──────── RECORDS

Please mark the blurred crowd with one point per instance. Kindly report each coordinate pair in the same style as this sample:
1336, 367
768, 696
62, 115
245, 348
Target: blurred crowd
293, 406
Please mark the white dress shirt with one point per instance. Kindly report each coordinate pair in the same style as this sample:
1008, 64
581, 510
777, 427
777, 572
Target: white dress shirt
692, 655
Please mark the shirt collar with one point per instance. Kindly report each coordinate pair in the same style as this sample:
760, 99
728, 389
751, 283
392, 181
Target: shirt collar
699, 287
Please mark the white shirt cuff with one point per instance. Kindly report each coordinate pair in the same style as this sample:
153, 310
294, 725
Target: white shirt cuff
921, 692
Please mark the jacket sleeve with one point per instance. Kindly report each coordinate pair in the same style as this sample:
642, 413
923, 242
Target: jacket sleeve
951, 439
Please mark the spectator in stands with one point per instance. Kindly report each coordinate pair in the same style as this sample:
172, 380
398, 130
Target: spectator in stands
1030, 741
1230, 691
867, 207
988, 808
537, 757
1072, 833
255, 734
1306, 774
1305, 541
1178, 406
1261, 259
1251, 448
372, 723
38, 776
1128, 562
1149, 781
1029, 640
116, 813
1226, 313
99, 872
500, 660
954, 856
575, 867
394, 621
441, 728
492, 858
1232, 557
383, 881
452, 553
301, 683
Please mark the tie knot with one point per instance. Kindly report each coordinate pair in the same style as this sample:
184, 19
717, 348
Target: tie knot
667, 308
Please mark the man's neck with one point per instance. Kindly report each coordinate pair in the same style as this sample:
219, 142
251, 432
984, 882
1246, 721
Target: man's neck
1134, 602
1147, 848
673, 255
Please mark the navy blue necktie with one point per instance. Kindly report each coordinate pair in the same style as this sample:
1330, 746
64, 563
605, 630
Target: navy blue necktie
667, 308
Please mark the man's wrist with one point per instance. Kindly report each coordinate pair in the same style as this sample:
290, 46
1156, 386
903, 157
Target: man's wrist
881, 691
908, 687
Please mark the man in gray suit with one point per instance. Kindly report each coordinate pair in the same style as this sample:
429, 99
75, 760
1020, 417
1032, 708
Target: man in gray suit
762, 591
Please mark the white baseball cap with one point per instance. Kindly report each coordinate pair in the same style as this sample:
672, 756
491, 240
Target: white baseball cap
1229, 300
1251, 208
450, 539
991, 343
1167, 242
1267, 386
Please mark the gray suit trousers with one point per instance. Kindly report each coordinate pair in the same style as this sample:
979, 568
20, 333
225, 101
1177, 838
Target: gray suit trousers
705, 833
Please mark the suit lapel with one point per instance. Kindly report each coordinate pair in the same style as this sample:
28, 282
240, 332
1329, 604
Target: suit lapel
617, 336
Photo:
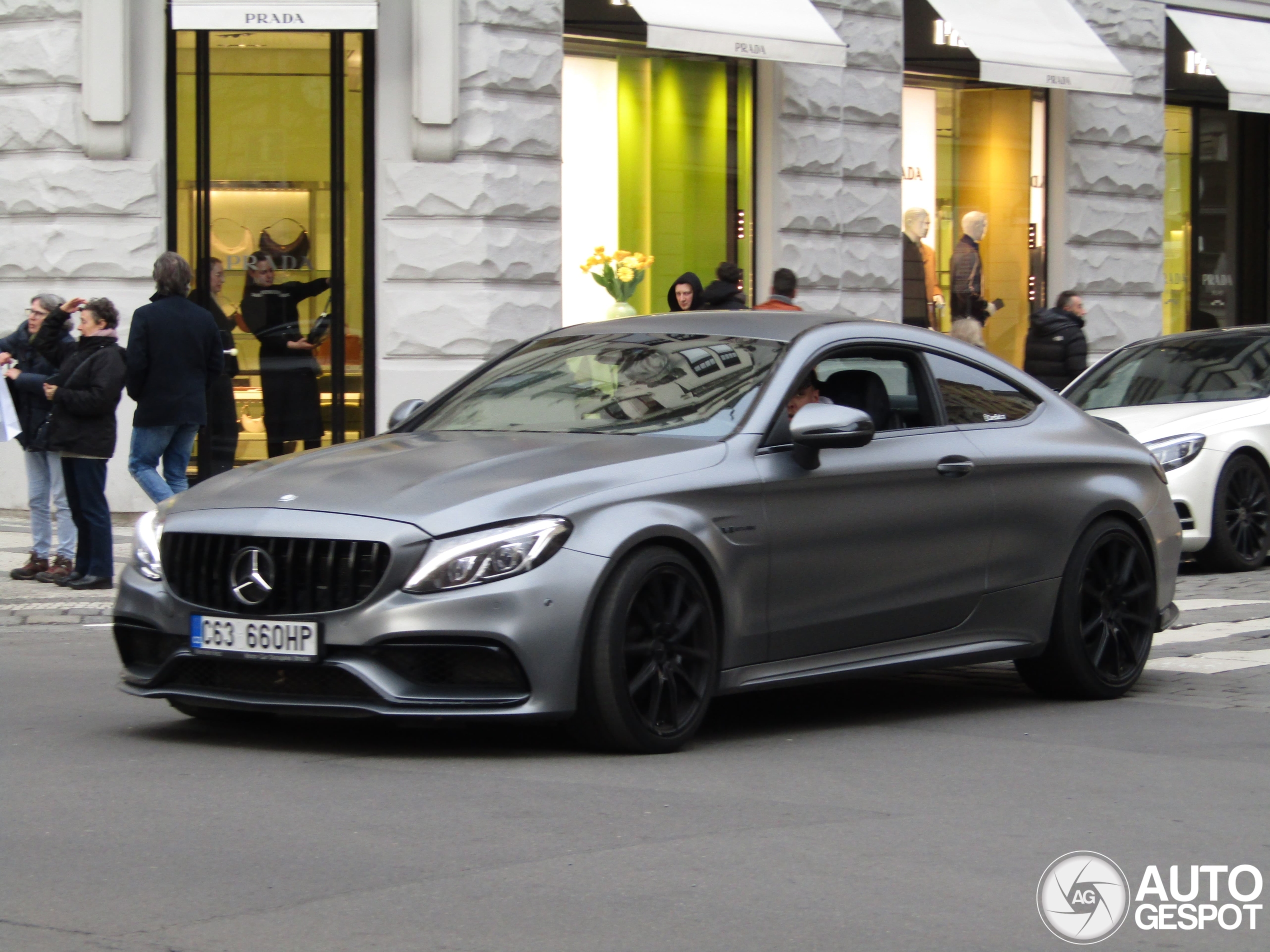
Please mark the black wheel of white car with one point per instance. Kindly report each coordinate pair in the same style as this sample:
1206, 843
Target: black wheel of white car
652, 659
1104, 621
1241, 518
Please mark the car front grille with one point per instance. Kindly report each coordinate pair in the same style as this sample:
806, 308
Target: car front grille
310, 574
308, 681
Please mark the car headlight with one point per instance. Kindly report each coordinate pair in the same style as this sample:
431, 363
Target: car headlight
1172, 452
488, 555
146, 539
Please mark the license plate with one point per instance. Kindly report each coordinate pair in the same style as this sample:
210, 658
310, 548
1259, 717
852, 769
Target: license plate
246, 638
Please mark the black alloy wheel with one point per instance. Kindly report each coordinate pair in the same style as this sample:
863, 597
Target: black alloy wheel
652, 661
1241, 518
1104, 621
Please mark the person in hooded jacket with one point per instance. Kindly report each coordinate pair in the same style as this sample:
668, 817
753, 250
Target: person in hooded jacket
84, 395
27, 372
726, 294
685, 294
1057, 351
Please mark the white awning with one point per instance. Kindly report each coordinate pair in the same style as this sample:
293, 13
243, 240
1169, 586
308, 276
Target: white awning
274, 14
792, 31
1236, 52
1036, 43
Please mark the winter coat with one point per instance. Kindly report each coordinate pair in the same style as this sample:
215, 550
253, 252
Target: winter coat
1056, 351
174, 349
686, 278
723, 296
28, 389
90, 384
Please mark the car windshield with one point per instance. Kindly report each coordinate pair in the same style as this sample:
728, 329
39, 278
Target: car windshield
1180, 371
686, 385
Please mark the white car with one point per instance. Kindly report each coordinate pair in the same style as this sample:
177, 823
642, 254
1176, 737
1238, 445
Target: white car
1200, 403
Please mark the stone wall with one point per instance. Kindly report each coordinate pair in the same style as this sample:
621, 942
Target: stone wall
836, 160
470, 249
68, 224
1106, 182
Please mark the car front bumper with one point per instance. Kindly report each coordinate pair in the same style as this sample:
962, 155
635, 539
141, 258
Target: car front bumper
535, 619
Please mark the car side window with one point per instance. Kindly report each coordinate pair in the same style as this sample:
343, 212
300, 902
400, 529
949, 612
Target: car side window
974, 396
887, 384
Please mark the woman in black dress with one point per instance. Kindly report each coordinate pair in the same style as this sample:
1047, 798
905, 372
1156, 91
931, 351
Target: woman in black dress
288, 371
222, 409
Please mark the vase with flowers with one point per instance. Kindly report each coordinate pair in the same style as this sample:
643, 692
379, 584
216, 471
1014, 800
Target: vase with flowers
619, 273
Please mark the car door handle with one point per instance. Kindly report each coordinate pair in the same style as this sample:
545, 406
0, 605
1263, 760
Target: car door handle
954, 466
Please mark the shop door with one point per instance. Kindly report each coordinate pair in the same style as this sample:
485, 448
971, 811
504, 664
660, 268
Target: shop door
270, 203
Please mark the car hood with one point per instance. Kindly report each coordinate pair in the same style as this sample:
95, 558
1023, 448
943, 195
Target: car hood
1156, 422
450, 481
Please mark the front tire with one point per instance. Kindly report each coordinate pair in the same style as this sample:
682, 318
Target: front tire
652, 658
1241, 520
1106, 619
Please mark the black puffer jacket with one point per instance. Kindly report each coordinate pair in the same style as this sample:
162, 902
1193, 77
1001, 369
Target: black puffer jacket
90, 382
1056, 352
28, 389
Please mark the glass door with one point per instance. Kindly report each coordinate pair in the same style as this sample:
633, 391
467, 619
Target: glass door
270, 205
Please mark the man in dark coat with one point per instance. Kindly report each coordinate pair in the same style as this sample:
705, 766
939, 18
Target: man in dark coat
1056, 352
726, 294
174, 349
27, 371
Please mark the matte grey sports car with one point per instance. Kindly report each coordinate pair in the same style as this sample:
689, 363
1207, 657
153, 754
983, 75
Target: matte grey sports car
612, 523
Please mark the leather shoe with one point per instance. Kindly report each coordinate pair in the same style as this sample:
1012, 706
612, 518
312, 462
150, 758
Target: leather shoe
90, 582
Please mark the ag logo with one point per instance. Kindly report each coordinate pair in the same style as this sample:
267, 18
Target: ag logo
1082, 898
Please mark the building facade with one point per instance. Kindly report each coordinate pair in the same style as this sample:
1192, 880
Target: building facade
452, 163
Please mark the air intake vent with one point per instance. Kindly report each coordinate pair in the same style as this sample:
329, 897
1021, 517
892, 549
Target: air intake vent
305, 574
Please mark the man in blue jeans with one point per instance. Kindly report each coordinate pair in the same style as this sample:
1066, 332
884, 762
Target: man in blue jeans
174, 348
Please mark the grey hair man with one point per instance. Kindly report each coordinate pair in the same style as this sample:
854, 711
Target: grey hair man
174, 349
26, 371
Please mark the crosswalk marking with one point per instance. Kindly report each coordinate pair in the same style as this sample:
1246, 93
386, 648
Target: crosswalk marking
1212, 662
1208, 631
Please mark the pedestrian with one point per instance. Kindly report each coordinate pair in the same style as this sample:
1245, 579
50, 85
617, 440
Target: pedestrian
288, 371
685, 294
174, 349
1056, 352
222, 408
784, 291
724, 294
27, 371
84, 394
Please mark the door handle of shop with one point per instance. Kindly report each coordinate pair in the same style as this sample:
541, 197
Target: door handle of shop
954, 466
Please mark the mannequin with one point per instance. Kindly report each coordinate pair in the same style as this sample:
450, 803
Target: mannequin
970, 310
922, 294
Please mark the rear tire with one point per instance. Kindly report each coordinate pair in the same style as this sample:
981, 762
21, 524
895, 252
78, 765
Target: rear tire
1241, 520
652, 657
1104, 621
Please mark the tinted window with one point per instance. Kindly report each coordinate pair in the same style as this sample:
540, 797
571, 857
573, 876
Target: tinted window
972, 395
1179, 371
688, 385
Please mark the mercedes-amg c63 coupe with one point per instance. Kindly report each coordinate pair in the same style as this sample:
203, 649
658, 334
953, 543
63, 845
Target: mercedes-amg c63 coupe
612, 523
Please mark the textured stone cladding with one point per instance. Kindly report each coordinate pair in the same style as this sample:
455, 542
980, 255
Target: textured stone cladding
472, 248
68, 224
836, 191
1114, 183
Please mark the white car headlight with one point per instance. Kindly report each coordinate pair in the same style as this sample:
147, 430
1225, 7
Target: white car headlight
146, 539
488, 555
1172, 452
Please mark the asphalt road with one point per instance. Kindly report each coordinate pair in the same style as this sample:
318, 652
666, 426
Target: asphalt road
893, 814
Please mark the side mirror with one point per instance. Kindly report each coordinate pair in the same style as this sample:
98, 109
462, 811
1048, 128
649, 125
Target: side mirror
403, 412
827, 427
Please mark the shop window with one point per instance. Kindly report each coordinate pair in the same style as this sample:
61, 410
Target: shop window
657, 159
967, 149
267, 173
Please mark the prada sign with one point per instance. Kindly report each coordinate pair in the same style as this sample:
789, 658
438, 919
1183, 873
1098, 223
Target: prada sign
280, 14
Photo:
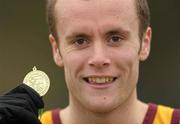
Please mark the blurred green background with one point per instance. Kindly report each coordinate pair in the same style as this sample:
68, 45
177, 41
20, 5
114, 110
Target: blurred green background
24, 44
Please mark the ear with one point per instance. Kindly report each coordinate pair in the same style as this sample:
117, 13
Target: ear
55, 50
146, 45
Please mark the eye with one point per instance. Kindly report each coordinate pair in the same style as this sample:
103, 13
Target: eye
115, 39
81, 42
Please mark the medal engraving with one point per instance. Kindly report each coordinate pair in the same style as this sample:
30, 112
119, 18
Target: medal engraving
38, 80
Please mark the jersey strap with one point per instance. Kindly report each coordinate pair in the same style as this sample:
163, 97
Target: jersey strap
176, 117
55, 116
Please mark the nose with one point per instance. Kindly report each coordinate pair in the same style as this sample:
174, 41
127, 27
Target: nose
99, 57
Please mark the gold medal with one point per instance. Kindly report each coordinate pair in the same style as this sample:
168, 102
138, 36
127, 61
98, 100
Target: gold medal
38, 80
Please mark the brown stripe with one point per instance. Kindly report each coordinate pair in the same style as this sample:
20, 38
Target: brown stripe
55, 116
176, 117
150, 114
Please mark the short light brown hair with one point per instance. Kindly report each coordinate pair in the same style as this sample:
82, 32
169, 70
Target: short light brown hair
143, 13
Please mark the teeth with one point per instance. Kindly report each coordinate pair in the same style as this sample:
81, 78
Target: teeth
100, 80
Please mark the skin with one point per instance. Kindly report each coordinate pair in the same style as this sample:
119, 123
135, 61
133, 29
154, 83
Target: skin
100, 39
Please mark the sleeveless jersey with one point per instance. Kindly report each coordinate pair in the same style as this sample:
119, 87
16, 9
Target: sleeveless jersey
156, 114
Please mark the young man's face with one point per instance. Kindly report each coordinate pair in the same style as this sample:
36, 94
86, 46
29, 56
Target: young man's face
99, 49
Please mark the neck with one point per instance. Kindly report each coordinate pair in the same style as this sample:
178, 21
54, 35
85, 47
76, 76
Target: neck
131, 111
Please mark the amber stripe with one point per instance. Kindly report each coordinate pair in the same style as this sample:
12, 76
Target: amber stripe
149, 118
55, 116
176, 117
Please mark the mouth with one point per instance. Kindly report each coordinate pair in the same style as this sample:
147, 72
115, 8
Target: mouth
99, 80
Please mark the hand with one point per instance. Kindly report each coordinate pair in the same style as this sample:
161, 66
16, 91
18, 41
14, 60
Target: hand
20, 106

────────────────

Restate, please, word for word the span of records running from the first line to the line bearing "Please mark the white dress", both included, and nothing outside it.

> [ANSWER FOR THIS EXERCISE]
Please mark the blurred crowd with one point per instance. Kindly report each coordinate pair in the same style as this sample:
1336, 367
768, 696
62, 115
245, 348
Target: blurred crowd
293, 406
Please mark the white dress shirt with one point per instance. Kindly report each coordinate pair in the same style as this sample:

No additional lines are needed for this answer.